# Work to be completed
Reproduce the following text on CFRP-confined steel reinforced recycled concrete columns in full, word for word.

# Excerpted text
To study the axial compression behavior of carbon fiber reinforced plastics (CFRP) confined steel reinforced recycled concrete (CSRRC) columns, 11 specimens of CSRRC columns were manufactured and tested under axial compression loading. The design variables in the experiments included the replacement percentage of recycled coarse aggregate (RCA), layers of CFRP, strength of recycled aggregate concrete (RAC), profile steel ratio and slenderness ratio. Subsequently, the failure process and modes, load-displacement curves, stress-strain curves, transverse deformation coefficient and stiffness degradation of the specimens were obtained and analyzed in detail. The experimental results showed that the profile steel yielded before the steel rebars in the columns, then the RAC was crushed, and finally the CFRP broke under axial compression loading. The axial bearing capacity of CSRRC columns decreased with the increase of replacement percentage of RCA and slenderness ratio, respectively. However, the CFRP can give full play to its high-strength confinement performance and effectively improve the axial bearing capacity and deformability of columns. Moreover, the profile steel ratio and strength of RAC have significant effects on the initial stiffness of CSRRC columns, and the stiffness degradation rate of columns decreases with the increase of these parameters. Overall, the CSRRC columns exhibit high axial bearing capacity and good ductility deformation ability. Based on ACI 440.2R-08, the modified formula on the nominal axial bearing capacity of CSRRC columns was proposed in this study. The accuracy on the modified formulae was evaluated by the comparison between the calculated values and test values.

# Dataset

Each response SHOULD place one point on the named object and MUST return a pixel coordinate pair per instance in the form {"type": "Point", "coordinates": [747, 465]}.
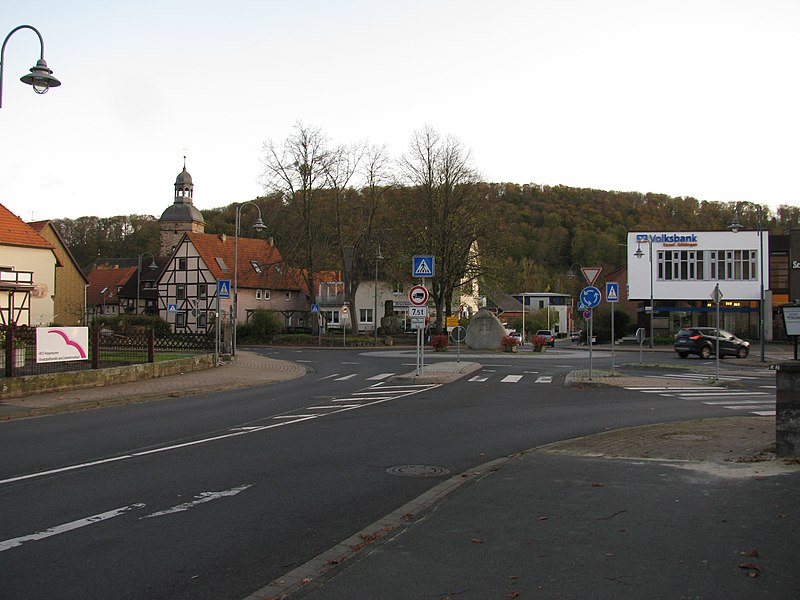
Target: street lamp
{"type": "Point", "coordinates": [375, 314]}
{"type": "Point", "coordinates": [735, 227]}
{"type": "Point", "coordinates": [40, 77]}
{"type": "Point", "coordinates": [640, 254]}
{"type": "Point", "coordinates": [258, 226]}
{"type": "Point", "coordinates": [153, 266]}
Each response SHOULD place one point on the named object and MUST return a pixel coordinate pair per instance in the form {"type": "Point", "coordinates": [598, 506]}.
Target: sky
{"type": "Point", "coordinates": [694, 98]}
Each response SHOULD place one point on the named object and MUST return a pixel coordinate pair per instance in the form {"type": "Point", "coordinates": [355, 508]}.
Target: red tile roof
{"type": "Point", "coordinates": [274, 273]}
{"type": "Point", "coordinates": [100, 279]}
{"type": "Point", "coordinates": [15, 232]}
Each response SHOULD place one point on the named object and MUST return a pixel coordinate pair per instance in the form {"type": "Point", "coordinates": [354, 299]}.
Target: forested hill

# The response
To study the axial compression behavior of carbon fiber reinforced plastics (CFRP) confined steel reinforced recycled concrete (CSRRC) columns, 11 specimens of CSRRC columns were manufactured and tested under axial compression loading. The design variables in the experiments included the replacement percentage of recycled coarse aggregate (RCA), layers of CFRP, strength of recycled aggregate concrete (RAC), profile steel ratio and slenderness ratio. Subsequently, the failure process and modes, load-displacement curves, stress-strain curves, transverse deformation coefficient and stiffness degradation of the specimens were obtained and analyzed in detail. The experimental results showed that the profile steel yielded before the steel rebars in the columns, then the RAC was crushed, and finally the CFRP broke under axial compression loading. The axial bearing capacity of CSRRC columns decreased with the increase of replacement percentage of RCA and slenderness ratio, respectively. However, the CFRP can give full play to its high-strength confinement performance and effectively improve the axial bearing capacity and deformability of columns. Moreover, the profile steel ratio and strength of RAC have significant effects on the initial stiffness of CSRRC columns, and the stiffness degradation rate of columns decreases with the increase of these parameters. Overall, the CSRRC columns exhibit high axial bearing capacity and good ductility deformation ability. Based on ACI 440.2R-08, the modified formula on the nominal axial bearing capacity of CSRRC columns was proposed in this study. The accuracy on the modified formulae was evaluated by the comparison between the calculated values and test values.